**Work to do:** Give everything from the start of the items below down to the line containing "(1001, 270)", both ends included, as a Markdown table with the columns Row and Line. Leave out blank lines.

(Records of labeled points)

* start *

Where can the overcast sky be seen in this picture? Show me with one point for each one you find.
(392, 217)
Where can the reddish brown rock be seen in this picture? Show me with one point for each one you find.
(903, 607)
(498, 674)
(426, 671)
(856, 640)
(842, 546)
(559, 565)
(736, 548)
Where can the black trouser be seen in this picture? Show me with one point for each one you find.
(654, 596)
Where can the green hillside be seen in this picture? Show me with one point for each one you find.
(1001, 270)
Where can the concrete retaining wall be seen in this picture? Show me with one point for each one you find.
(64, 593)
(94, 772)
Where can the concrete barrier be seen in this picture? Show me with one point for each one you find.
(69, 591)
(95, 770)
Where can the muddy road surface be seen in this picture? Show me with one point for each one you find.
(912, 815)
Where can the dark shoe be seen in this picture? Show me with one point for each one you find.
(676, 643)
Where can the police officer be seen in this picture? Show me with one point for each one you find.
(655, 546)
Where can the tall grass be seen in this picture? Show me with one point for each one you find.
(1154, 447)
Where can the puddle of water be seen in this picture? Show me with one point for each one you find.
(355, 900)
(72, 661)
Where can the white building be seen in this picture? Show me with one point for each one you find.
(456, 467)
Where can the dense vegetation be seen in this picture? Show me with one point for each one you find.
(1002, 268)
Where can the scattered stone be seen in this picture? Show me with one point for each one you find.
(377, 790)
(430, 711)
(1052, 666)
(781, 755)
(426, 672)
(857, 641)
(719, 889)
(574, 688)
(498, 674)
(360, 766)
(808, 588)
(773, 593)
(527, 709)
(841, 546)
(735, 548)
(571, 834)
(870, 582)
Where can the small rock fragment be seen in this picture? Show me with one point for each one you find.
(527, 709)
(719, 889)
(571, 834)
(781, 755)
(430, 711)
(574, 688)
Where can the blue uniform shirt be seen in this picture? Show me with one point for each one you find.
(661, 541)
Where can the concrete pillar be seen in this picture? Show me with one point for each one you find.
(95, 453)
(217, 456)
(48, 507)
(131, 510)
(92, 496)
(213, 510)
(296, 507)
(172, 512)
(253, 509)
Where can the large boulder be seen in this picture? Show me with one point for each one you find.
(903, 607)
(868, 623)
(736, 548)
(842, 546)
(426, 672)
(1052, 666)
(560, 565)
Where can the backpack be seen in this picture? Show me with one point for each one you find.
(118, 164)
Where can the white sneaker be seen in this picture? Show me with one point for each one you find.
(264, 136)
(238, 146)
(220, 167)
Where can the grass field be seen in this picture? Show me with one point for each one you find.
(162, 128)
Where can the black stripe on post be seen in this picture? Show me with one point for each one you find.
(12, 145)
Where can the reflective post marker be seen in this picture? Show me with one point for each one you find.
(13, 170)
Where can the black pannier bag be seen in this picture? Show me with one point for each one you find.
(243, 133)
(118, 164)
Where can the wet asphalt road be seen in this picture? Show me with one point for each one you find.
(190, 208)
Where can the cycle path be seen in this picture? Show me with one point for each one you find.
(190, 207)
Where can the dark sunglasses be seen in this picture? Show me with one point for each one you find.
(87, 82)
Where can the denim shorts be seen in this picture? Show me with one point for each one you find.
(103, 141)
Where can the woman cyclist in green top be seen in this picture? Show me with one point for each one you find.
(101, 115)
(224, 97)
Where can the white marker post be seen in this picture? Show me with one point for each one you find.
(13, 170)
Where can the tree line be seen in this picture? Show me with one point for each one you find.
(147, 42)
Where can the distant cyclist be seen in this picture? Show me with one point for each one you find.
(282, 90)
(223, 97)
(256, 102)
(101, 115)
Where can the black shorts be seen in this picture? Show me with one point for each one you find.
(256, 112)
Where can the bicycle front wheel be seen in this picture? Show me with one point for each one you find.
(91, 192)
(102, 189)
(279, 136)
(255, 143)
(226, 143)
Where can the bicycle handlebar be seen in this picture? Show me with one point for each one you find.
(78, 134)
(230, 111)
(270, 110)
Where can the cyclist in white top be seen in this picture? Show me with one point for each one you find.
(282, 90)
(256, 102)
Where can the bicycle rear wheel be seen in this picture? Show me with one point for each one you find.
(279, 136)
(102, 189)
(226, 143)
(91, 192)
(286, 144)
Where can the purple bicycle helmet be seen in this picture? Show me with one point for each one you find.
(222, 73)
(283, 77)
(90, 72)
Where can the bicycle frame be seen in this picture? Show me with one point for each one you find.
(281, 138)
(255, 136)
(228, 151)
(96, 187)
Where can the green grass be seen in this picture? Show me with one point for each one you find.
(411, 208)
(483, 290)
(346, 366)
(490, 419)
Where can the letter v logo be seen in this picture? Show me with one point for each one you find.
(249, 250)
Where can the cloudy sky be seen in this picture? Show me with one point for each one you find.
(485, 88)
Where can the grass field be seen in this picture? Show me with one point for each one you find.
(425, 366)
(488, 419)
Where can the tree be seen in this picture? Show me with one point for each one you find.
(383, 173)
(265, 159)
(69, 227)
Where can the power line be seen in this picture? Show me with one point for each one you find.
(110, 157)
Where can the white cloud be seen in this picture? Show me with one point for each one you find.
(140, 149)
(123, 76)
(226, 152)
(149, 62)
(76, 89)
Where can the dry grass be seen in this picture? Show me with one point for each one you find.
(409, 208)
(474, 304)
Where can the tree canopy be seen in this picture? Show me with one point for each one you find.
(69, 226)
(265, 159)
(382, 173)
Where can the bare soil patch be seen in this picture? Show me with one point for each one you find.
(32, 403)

* end *

**Correct answer:**
| Row | Line |
|---|---|
| 1 | Where can the overcast sky be seen in this picture? Show me with one point for each one you find. |
| 2 | (392, 217) |
| 3 | Where can the reddish brown rock be seen in this picture? Show me with one point for each one you find. |
| 4 | (903, 607) |
| 5 | (498, 674) |
| 6 | (426, 671) |
| 7 | (856, 640) |
| 8 | (842, 546) |
| 9 | (559, 565) |
| 10 | (736, 548) |
| 11 | Where can the black trouser be seen in this picture? Show me with one point for each one you find. |
| 12 | (654, 596) |
| 13 | Where can the green hillside be seen in this picture? Show me with one point for each one you find. |
| 14 | (1001, 270) |